* Begin *
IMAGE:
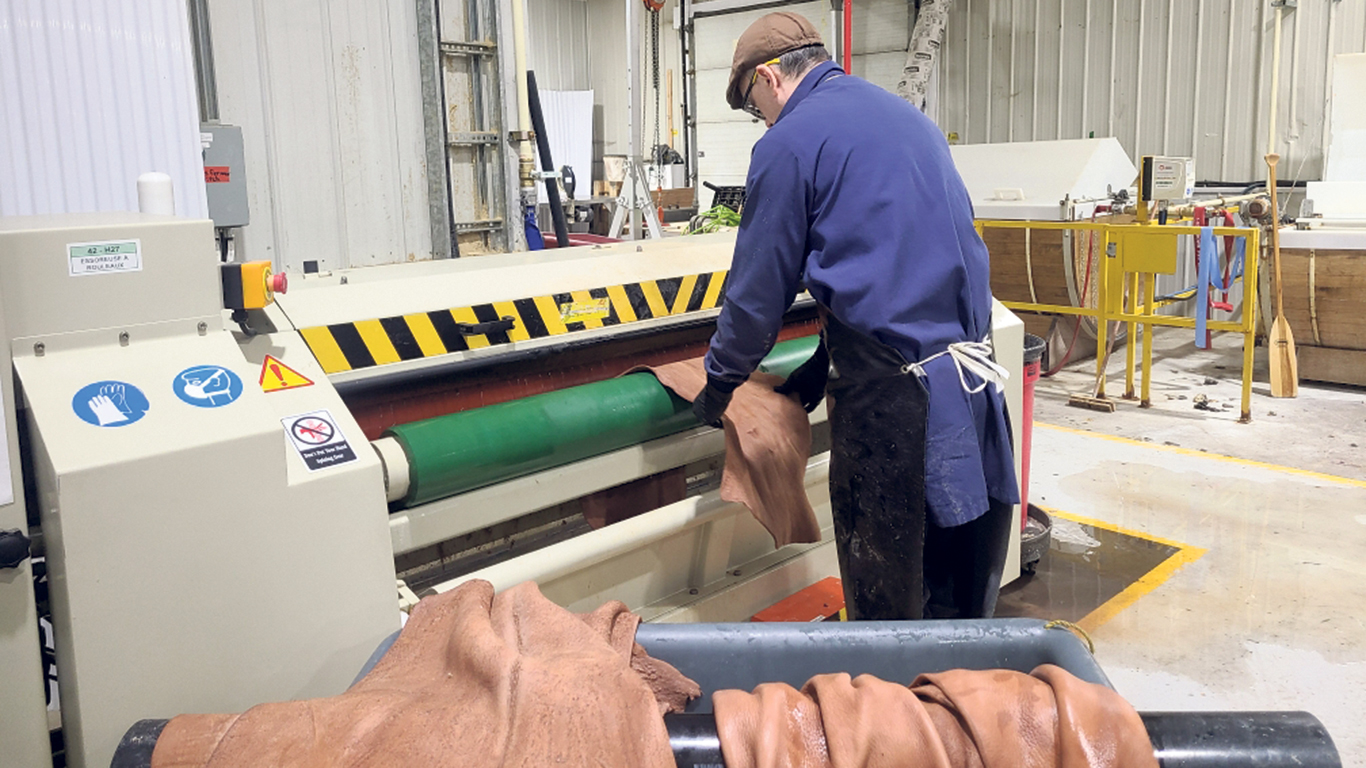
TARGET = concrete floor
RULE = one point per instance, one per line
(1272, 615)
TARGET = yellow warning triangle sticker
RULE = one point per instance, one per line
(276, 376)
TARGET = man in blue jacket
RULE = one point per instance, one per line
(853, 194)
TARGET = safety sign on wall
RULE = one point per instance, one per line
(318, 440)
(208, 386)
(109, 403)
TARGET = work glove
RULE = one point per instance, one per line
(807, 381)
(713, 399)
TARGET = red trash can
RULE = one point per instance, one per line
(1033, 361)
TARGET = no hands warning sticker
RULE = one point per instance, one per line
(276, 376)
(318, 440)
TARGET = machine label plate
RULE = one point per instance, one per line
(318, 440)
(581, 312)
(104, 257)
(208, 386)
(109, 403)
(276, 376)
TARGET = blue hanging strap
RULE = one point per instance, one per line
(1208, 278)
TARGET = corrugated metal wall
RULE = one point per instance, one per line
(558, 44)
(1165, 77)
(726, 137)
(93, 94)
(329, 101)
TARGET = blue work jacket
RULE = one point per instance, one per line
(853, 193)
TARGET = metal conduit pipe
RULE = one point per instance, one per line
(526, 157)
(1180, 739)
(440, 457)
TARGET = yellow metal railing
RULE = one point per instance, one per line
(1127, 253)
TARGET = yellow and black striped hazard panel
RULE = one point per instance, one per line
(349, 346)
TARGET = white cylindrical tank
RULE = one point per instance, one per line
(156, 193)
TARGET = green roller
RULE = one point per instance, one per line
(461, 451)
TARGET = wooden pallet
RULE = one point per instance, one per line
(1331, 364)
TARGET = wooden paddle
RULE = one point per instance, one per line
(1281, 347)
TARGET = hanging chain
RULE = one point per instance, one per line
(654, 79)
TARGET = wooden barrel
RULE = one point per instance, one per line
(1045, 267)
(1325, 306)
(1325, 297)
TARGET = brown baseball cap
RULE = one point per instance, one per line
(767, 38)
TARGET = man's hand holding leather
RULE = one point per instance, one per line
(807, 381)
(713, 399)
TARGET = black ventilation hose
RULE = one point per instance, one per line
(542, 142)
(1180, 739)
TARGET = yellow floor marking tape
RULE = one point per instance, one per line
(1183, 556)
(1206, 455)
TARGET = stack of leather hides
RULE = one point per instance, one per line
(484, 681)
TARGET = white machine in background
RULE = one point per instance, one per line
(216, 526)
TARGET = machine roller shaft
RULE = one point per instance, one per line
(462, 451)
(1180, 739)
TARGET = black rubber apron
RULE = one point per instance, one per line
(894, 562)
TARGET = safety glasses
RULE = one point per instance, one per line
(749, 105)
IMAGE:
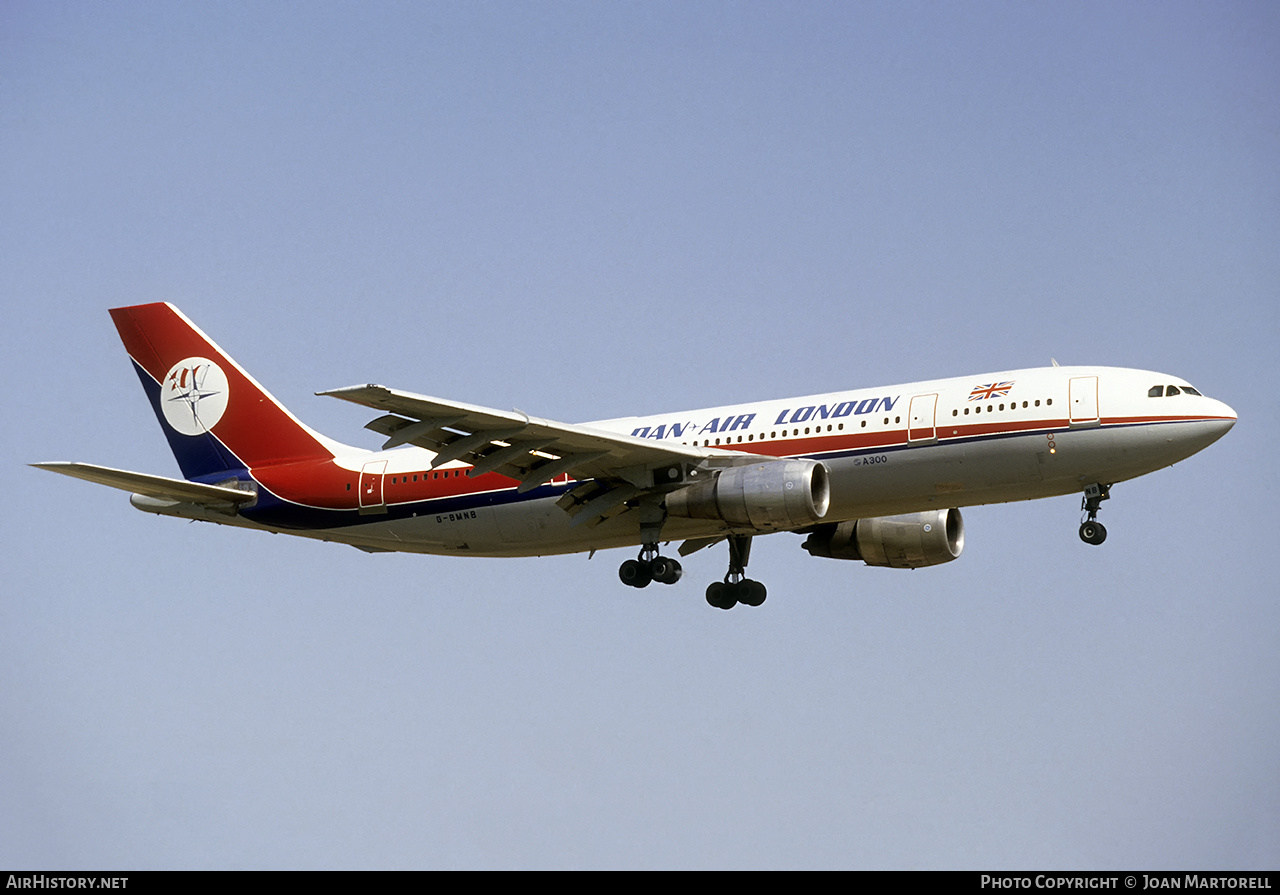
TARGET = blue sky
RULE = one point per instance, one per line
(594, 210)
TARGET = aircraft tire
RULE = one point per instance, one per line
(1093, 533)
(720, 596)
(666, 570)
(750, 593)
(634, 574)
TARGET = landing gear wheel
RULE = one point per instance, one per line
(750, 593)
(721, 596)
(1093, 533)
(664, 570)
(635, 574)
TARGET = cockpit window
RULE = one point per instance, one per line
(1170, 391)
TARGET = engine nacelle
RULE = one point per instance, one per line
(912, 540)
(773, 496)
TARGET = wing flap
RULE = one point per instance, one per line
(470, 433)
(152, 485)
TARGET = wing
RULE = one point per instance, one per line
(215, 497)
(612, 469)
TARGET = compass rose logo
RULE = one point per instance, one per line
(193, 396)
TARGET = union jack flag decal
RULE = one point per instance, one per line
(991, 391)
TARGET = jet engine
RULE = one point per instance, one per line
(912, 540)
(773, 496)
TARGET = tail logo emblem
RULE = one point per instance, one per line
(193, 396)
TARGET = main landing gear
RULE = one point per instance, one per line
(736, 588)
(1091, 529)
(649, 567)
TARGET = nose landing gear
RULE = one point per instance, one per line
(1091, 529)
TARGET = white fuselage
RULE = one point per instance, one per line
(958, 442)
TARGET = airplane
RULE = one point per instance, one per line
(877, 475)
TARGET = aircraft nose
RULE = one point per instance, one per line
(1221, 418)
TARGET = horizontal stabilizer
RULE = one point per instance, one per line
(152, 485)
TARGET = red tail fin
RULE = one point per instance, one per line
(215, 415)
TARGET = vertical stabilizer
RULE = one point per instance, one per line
* End *
Return, word for word, every line from the line with "TARGET = tail logo emblem" to the final line of the data.

- Exercise answer
TARGET = tail logo emblem
RULE = one point per instance, one per line
(193, 396)
TARGET = main landing gear
RULE = one point per instance, one per line
(736, 588)
(1091, 529)
(649, 567)
TARGET = nose landing gear
RULE = one point per instance, one per line
(1091, 529)
TARGET = white fuselage
RULE = one point per instance, one per line
(958, 442)
TARGET = airplane
RULE = one point per instance, one per line
(877, 475)
TARGET = aircraft nose
RULE = one point per instance, one per line
(1221, 418)
TARGET = horizontal stabilizer
RULE = one point per instance, one per line
(152, 485)
TARGET = red tail fin
RULE = one point per instance, one per line
(215, 415)
TARGET = vertical stabilizer
RULE = one point per instance, one per line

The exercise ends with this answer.